- What is being asked
Copy nothing before the line containing "of the signboard". Reproduce that line and all that follow, exactly, through the end of the records.

Saved entries
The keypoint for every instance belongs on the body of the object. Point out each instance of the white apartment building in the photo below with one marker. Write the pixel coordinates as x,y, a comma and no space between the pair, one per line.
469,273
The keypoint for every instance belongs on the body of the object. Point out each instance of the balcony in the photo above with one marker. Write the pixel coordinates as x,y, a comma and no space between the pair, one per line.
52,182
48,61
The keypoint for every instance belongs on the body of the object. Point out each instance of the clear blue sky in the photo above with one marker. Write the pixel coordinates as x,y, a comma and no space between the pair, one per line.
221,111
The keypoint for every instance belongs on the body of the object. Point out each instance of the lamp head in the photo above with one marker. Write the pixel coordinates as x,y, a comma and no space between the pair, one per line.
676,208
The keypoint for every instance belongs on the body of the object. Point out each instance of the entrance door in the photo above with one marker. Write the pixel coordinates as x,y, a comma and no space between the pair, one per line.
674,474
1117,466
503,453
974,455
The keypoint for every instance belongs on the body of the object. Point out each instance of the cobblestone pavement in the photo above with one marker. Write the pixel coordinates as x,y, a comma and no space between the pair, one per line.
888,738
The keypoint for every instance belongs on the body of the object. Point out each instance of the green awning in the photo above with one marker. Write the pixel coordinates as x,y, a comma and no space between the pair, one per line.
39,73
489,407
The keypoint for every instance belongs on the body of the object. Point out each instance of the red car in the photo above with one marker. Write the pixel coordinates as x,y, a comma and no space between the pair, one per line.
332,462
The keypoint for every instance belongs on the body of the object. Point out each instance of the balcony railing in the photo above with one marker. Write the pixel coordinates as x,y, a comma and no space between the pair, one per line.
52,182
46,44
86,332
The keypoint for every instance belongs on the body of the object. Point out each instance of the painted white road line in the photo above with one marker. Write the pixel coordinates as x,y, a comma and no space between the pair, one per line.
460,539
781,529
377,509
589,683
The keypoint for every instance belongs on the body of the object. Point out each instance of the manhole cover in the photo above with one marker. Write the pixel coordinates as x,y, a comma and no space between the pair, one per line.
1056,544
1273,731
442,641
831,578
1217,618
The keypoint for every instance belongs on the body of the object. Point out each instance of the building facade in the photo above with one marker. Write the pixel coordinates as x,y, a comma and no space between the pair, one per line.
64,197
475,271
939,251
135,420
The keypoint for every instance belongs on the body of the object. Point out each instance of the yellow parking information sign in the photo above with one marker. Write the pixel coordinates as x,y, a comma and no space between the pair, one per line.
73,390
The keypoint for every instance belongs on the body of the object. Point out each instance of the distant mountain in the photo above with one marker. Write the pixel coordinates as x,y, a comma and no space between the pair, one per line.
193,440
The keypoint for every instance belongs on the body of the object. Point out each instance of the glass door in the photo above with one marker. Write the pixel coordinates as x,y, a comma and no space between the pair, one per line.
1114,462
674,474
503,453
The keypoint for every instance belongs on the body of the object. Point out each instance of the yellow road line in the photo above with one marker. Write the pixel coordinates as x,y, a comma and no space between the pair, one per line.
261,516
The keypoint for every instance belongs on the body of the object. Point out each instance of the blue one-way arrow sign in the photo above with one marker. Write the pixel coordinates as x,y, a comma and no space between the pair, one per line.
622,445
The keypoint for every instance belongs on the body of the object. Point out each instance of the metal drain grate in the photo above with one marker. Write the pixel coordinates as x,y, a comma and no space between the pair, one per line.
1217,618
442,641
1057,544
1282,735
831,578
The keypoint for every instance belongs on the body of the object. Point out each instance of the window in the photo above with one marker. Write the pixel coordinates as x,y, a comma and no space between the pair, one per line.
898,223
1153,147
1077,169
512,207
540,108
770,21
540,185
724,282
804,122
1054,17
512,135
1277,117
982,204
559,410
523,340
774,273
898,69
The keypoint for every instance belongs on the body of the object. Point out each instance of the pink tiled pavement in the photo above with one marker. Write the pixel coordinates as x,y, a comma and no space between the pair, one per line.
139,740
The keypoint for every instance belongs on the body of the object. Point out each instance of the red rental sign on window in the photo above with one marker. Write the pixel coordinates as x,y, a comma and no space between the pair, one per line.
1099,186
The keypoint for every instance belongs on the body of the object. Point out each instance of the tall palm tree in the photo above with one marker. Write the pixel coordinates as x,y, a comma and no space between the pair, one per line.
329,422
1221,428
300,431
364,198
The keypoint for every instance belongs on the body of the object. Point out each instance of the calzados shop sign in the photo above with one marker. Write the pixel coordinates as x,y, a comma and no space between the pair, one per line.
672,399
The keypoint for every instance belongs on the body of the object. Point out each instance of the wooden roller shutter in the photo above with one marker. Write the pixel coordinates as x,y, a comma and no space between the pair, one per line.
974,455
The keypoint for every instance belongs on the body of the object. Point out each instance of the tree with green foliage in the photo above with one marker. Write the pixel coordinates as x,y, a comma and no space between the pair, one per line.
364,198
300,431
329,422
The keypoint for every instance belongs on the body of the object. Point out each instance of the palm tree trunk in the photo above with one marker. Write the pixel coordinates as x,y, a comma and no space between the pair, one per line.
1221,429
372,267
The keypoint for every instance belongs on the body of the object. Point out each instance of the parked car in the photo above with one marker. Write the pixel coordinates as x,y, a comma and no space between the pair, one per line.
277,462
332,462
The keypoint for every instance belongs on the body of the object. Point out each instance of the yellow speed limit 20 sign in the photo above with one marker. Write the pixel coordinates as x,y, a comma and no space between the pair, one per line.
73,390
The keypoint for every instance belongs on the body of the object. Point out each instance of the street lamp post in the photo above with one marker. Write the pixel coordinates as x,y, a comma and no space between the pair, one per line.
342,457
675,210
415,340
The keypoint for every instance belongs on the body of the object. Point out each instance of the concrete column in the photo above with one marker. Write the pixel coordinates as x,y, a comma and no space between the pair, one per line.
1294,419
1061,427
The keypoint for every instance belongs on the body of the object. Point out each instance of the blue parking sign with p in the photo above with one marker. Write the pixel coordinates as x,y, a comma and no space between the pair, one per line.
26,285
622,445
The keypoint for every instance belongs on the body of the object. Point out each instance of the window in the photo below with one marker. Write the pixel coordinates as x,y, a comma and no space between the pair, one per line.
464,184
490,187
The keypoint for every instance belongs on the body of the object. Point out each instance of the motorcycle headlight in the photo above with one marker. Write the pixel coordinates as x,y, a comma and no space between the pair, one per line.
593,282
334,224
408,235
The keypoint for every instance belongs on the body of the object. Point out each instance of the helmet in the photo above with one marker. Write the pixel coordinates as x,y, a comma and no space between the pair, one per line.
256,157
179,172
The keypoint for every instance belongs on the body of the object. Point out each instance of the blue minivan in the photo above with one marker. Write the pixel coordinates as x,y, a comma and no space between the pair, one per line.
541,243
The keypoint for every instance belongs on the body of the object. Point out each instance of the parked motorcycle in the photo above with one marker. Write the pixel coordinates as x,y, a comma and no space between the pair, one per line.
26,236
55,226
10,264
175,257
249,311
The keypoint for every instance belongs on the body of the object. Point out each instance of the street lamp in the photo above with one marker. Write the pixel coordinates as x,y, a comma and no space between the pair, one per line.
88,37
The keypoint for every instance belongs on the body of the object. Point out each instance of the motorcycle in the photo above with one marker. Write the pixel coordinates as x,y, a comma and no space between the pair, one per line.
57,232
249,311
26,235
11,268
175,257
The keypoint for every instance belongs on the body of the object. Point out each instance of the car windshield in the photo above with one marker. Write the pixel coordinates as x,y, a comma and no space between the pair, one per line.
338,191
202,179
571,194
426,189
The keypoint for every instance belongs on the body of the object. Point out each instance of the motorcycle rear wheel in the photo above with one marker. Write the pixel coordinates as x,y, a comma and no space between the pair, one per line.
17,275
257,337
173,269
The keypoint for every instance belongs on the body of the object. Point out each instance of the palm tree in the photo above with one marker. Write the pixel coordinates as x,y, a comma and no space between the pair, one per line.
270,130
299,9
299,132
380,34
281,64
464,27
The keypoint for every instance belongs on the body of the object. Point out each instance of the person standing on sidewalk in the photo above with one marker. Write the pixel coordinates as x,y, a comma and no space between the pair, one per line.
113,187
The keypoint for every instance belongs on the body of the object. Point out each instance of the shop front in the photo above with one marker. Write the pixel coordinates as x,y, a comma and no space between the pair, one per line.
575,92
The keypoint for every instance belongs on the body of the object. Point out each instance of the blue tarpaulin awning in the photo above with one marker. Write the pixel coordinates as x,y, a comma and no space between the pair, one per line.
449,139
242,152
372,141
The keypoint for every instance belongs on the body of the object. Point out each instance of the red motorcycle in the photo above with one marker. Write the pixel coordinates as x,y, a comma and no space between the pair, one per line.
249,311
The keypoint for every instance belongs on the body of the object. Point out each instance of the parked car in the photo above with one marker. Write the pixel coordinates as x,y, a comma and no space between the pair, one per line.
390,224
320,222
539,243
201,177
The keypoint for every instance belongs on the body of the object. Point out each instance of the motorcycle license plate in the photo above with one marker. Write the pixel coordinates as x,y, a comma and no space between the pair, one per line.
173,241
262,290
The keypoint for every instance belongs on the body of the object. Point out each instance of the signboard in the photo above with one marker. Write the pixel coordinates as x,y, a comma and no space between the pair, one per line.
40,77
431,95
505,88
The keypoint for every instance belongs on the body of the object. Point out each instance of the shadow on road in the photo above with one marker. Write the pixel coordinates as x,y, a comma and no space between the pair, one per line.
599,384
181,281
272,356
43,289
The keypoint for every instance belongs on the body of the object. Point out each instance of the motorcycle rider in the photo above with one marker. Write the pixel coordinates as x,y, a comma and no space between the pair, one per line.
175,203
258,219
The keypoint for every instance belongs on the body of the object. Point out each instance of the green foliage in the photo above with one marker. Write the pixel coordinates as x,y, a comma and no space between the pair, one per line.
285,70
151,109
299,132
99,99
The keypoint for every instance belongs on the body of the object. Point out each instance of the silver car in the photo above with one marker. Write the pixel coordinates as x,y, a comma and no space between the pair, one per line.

- Result of this exercise
The keypoint for every instance belongs on the body of the object. Point out each instance of the signboard in the photo above with one marker. Write the pixel coordinates as x,y, a comma and no space between the pair, one per line.
40,77
431,95
505,88
The keypoint for every instance belongs on the body of the object. Point out each instance of the shadow on road in the photo above with one marker. Write the pixel coordinates as x,y, a comma and no space between the pair, one per line.
599,384
181,281
272,356
43,289
The keypoint for every instance belongs on the body of the object. Point out each instance of the motorcycle rider in the photo above with one marker. Write the pixel coordinates as x,y, a comma and no space between the pair, one per line.
175,203
258,219
The keypoint for every instance belongs on the body of the object. Point out each instance of the green foliage in the photo above with one marker. Write the pixel coordinates as x,y, a comma and no space between the pair, one per line.
285,70
151,109
299,132
99,99
The keypoint for every instance belongs on the body of the object. Point out each instance of the silver car in the photo above with one marker. Write the pixel coordinates as x,y, a comma and no space between the pair, one per line.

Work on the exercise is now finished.